Pointing and labeling entries:
════

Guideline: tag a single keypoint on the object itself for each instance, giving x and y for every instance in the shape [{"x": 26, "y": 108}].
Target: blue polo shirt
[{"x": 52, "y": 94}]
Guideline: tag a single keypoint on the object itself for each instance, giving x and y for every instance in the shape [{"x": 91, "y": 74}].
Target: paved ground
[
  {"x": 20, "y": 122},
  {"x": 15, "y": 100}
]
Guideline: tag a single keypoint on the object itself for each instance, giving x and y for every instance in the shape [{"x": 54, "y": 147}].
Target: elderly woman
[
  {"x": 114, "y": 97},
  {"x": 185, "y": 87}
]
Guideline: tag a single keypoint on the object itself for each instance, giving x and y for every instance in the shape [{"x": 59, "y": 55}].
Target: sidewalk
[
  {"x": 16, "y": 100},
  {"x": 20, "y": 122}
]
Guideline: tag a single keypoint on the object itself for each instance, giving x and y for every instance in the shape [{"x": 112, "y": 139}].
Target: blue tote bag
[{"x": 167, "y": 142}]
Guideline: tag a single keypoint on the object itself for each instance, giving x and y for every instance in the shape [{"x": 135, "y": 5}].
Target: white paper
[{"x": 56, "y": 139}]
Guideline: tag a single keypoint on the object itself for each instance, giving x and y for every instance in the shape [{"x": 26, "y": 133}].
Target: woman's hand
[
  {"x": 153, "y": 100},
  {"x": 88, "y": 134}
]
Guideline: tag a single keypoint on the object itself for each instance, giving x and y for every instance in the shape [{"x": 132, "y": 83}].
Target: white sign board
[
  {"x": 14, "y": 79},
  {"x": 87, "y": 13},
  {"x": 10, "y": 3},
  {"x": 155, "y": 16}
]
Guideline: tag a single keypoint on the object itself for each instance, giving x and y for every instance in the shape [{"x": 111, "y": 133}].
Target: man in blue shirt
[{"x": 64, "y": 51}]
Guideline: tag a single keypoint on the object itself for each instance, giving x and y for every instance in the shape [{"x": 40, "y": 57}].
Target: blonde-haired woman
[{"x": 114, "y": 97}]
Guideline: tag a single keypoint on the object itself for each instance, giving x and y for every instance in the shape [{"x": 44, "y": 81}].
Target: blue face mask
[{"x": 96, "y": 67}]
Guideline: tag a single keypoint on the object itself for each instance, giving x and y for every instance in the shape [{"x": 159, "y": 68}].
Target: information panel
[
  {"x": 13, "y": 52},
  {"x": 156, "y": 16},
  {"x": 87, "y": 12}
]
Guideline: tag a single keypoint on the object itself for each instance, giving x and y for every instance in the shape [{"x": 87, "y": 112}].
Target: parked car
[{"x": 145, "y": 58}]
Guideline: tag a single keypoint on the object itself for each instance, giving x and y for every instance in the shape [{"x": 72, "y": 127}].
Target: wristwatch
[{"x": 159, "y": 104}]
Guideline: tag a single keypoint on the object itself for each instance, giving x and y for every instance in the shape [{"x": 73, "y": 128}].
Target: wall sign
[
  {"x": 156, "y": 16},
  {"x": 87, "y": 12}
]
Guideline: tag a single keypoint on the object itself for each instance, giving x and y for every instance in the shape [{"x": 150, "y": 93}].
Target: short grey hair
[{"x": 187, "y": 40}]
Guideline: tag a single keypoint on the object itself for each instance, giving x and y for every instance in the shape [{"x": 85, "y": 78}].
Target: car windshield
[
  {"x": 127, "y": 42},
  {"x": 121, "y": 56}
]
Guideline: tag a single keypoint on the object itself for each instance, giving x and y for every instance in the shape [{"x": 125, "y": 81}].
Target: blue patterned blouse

════

Your objective:
Repeat the data precisely, line by line.

The solution:
Guideline: tag a single keypoint on the object itself for each instance, giving x and y for every instance in the shape [{"x": 26, "y": 108}].
Target: blue polo shirt
[{"x": 52, "y": 94}]
Guideline: tag a single keypoint on the object itself for each instance, giving x and y for every instance in the shape [{"x": 91, "y": 74}].
Target: paved ground
[
  {"x": 20, "y": 122},
  {"x": 15, "y": 100}
]
Guideline: tag a single keypoint on the object itself for each instance, giving x and y for every instance in the shape [{"x": 54, "y": 147}].
Target: elderly woman
[
  {"x": 114, "y": 97},
  {"x": 185, "y": 87}
]
Guideline: tag a single keypoint on the object itself for each instance, giving x and y for every instance in the shape [{"x": 59, "y": 55}].
Target: sidewalk
[
  {"x": 16, "y": 100},
  {"x": 20, "y": 122}
]
Guideline: tag a single keypoint on the object itself for each instance, giving x and y for every instance in the shape [{"x": 112, "y": 139}].
Target: blue tote bag
[{"x": 167, "y": 142}]
Guideline: tag a single keypoint on the object itself for each instance, giving x and y for every instance in the shape [{"x": 135, "y": 5}].
Target: white paper
[{"x": 56, "y": 139}]
Guideline: tag a single keypoint on the object itself for each instance, giving x and y for every instance in the shape [{"x": 26, "y": 133}].
Target: woman's hand
[
  {"x": 153, "y": 100},
  {"x": 88, "y": 134}
]
Guideline: tag a single keypoint on the object itself for each instance, giving x and y for every instance in the shape [{"x": 132, "y": 83}].
Target: white sign board
[
  {"x": 14, "y": 79},
  {"x": 87, "y": 13},
  {"x": 10, "y": 3},
  {"x": 155, "y": 16}
]
Guideline: tag a single keypoint on the object itself for each instance, giving x and y for every instance in the shape [{"x": 111, "y": 133}].
Target: man in blue shirt
[{"x": 64, "y": 51}]
Guideline: tag a single keypoint on the object itself for each instance, giving x and y for every instance in the shape [{"x": 40, "y": 57}].
Target: blonde-haired woman
[{"x": 114, "y": 97}]
Guideline: tag a single keypoint on the object itself for each instance, giving x and y for every instance in the shape [{"x": 44, "y": 81}].
Target: blue face mask
[{"x": 96, "y": 67}]
Guideline: tag a single keypoint on the object itself for each instance, giving x and y for every instance in the shape [{"x": 159, "y": 68}].
Target: information panel
[
  {"x": 13, "y": 52},
  {"x": 156, "y": 16},
  {"x": 87, "y": 12}
]
Guideline: tag a single keypoint on the object itself for each instance, giving x and y for every instance in the shape [{"x": 87, "y": 112}].
Target: parked car
[{"x": 145, "y": 58}]
Guideline: tag a single keypoint on the object itself for each instance, giving x and y for every instance in the shape [{"x": 72, "y": 127}].
Target: wristwatch
[{"x": 159, "y": 104}]
Guideline: tag a single keypoint on the object itself for each instance, giving x and y for every instance in the shape [{"x": 73, "y": 128}].
Target: wall sign
[
  {"x": 156, "y": 16},
  {"x": 87, "y": 12}
]
Guideline: tag a single keypoint on the object itself for each instance, giving x and y for every instance in the shape [{"x": 150, "y": 93}].
Target: short grey hair
[{"x": 187, "y": 40}]
Guideline: tag a single keypoint on the object itself for each instance, giving x and y for every instance in the shape [{"x": 85, "y": 78}].
Target: car windshield
[
  {"x": 127, "y": 42},
  {"x": 121, "y": 56}
]
Guideline: tag a single keypoint on the object itself for each instance, giving x and y for every instance in the shape [{"x": 125, "y": 81}].
Target: blue patterned blouse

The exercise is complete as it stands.